# Brano:

-*-

L’associazione che riunisce le strutture universitarie invoca a gran voce un aumento delle tariffe
A fine luglio la ‘Nzz’ pubblicava i risultati di un’analisi condotta dalla società di consulenza Kpmg: due ospedali o cliniche su tre hanno chiuso il 2023 nelle cifre rosse, per una perdita complessiva di un miliardo di franchi; il loro fatturato è sì cresciuto (+13% dal 2019), ma le spese sono aumentate di più (+17%) e le tariffe nel settore ambulatoriale – che genera una parte sempre più consistente degli introiti – sono così basse che non riescono a coprire i costi. A settembre il maggior gruppo ospedaliero del paese, l’Inselspital di Berna, annunciava che a causa di difficoltà finanziarie sopprimerà fino a 120 posti di lavoro entro la metà del prossimo anno. Secondo H+, l’organizzazione che riunisce i nosocomi svizzeri, la situazione finanziaria degli ospedali e delle cliniche sta diventando sempre più drammatica: la stragrande maggioranza dei nosocomi, pur con una crescita del fatturato, non raggiunge i margini necessari per operare in modo sostenibile e le riserve si stanno esaurendo. Se non si prendono misure urgenti ciò porterà inesorabilmente a una riduzione dell’offerta di cure e a una maggiore pressione sul personale, ammoniva a inizio autunno la direttrice Anne-Geneviève Bütikofer. Notizia di pochi giorni fa: il Consiglio di Stato grigionese ha proposto lo stanziamento di un credito quadro di 100 milioni di franchi, da destinare a prestiti transitori agli ospedali in difficoltà.

-*-

# Consegna:
Rispondi alle seguenti domande sul brano relativo alle finanze degli ospedali svizzeri.
1. Secondo l'analisi della Kpmg, quanti ospedali o cliniche su tre hanno chiuso il 2023 nelle cifre rosse?
2. Quanti posti di lavoro sopprimerà l'Inselspital di Berna, ed entro quando?
3. A quanto ammonta il credito quadro proposto dal Consiglio di Stato grigionese?

# Record forniti:
-*-

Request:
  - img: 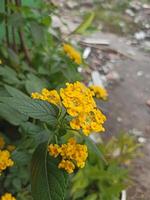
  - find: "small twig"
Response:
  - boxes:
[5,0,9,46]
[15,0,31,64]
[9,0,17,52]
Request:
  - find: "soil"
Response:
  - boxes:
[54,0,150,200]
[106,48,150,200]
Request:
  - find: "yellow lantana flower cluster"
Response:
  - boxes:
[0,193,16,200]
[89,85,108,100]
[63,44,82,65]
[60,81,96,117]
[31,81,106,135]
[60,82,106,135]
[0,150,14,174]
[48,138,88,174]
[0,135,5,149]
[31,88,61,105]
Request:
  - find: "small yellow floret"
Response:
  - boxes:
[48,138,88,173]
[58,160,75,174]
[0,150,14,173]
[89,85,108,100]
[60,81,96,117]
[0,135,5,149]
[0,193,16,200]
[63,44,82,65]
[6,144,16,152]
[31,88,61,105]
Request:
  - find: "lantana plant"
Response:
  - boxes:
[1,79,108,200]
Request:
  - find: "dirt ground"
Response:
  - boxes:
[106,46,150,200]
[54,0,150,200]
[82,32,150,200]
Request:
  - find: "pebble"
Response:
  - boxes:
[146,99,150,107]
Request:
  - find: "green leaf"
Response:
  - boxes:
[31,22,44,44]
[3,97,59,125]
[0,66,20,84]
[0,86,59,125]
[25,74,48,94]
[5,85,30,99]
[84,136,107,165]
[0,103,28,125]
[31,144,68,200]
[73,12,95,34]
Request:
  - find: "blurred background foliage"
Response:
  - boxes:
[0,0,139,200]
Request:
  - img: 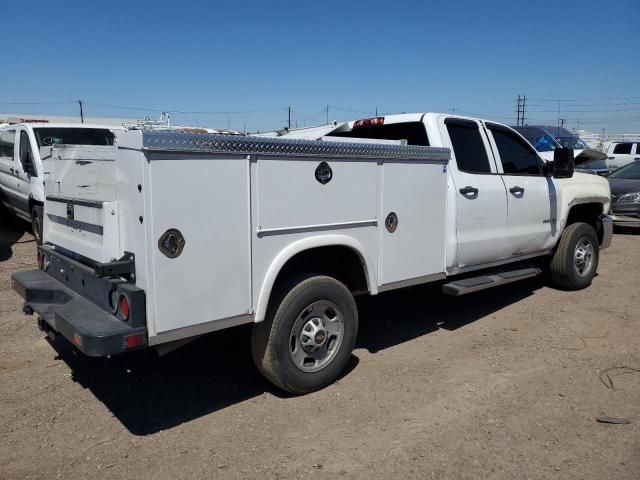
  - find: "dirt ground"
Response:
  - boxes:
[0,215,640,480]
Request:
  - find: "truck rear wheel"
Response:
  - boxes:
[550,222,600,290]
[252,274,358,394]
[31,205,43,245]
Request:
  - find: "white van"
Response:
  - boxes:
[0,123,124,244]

-*-

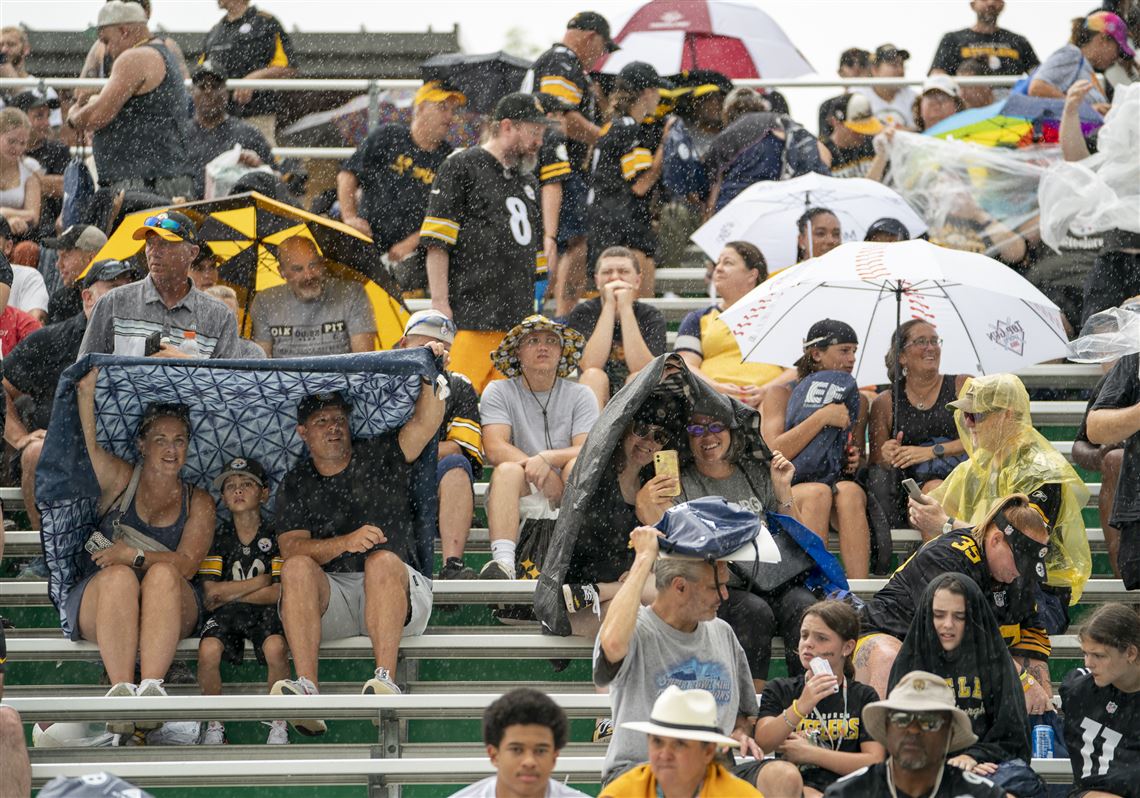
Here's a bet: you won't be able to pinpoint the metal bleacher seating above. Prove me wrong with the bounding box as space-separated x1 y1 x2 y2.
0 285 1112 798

-*-

# Soluzione:
1. Due su tre.
2. Fino a 120 posti di lavoro, entro la metà del prossimo anno.
3. A 100 milioni di franchi.